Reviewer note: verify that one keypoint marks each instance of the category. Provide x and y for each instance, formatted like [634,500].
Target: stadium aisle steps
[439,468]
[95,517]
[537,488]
□ □ □ □
WHAT IS EXPECTED: Rewrite the records, changing every "instance" to "occurrence" and leaving all other text unchanged.

SOLVED PROBLEM:
Reviewer note: verify that one keypoint marks each occurrence of the category. Provide x and y for each occurrence, formatted like [634,500].
Target: stadium aisle steps
[439,468]
[95,517]
[537,488]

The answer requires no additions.